WHAT NEEDS TO BE DONE
Reproduce all entries precisely, down to the last character.

RECORDS FOR THIS EXERCISE
==========

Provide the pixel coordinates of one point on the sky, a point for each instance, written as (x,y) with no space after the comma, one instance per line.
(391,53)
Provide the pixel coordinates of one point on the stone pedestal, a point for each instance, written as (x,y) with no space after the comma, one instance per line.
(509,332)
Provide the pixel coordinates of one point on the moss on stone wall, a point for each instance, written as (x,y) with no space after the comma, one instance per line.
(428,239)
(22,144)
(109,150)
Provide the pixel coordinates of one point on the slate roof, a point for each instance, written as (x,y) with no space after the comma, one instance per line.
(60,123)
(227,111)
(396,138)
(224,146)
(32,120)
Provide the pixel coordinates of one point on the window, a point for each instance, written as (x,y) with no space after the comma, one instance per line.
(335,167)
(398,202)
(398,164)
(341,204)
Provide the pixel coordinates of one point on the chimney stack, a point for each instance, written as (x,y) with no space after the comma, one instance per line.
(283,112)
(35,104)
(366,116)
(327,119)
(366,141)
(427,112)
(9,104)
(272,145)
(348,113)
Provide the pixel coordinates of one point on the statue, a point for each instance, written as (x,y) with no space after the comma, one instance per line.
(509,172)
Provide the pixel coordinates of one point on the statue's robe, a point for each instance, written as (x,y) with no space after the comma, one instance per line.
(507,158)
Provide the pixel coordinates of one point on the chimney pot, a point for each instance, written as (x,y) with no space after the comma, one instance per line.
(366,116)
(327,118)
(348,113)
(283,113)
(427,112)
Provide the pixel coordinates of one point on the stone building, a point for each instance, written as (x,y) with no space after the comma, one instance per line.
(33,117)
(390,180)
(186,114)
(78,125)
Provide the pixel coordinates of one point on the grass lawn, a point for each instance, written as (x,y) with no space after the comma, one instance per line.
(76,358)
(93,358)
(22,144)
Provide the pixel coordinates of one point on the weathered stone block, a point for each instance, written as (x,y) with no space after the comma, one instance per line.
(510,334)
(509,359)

==========

RESPONSE TO THIS EXERCISE
Provide the pixel coordinates of one point on the sky, a point for each instance, written as (x,y) with no space after the comma, one instance per line.
(391,53)
Provide the pixel coordinates of one point on the stone pedestal, a point for each instance, written as (x,y) with no space after the comma, one instance per line.
(509,332)
Provide the pixel coordinates of one point on the moss on stone wall, a point for each instance, written as (x,y) with no space after the comma, one instance per line.
(428,239)
(22,144)
(109,150)
Provide the pixel coordinates of one point on the slate roof, a point for each instance, written as (x,y) with no space after the comma, one instance per line.
(60,123)
(227,111)
(396,138)
(224,146)
(32,120)
Provide the pixel coordinates of one point on the window, a point for each instance, written as (x,y) with no space after the comma, one instance per line.
(335,167)
(398,202)
(398,164)
(341,204)
Provide the pixel coordinates of one point on the chimney stack, a point for each instance, written as (x,y) with no space after the comma, one instance per line.
(283,112)
(35,104)
(366,116)
(327,119)
(366,141)
(427,112)
(9,104)
(272,145)
(348,113)
Provide the pixel coordinates of one point on the statue, a point for each instance, written as (x,y) with no space after the comma, one instance per line.
(509,172)
Provide the pixel coordinates of one point on the statue's robe, a point for each instance, written as (x,y) with no space after the comma, one instance per line.
(507,158)
Provide the pixel coordinates of one point on the chimney pot, a point for each instance, written as (x,y) with no space after the comma, one instance per line.
(366,116)
(327,118)
(348,113)
(283,113)
(427,112)
Provide the pixel coordinates of one point on the stone building, a point for each instance, written as (x,y) with no space after the comma, one instance per line.
(33,117)
(390,180)
(186,114)
(78,125)
Provide the pixel coordinates of one point on the grass lawn, a point for each instance, written as (x,y) with no space after the comma, one instance per line.
(76,358)
(93,358)
(22,144)
Provide the pixel coordinates of one point on the weathered stone block, a point for each instance, written as (x,y) with no space after the comma, one instance per line.
(510,334)
(509,359)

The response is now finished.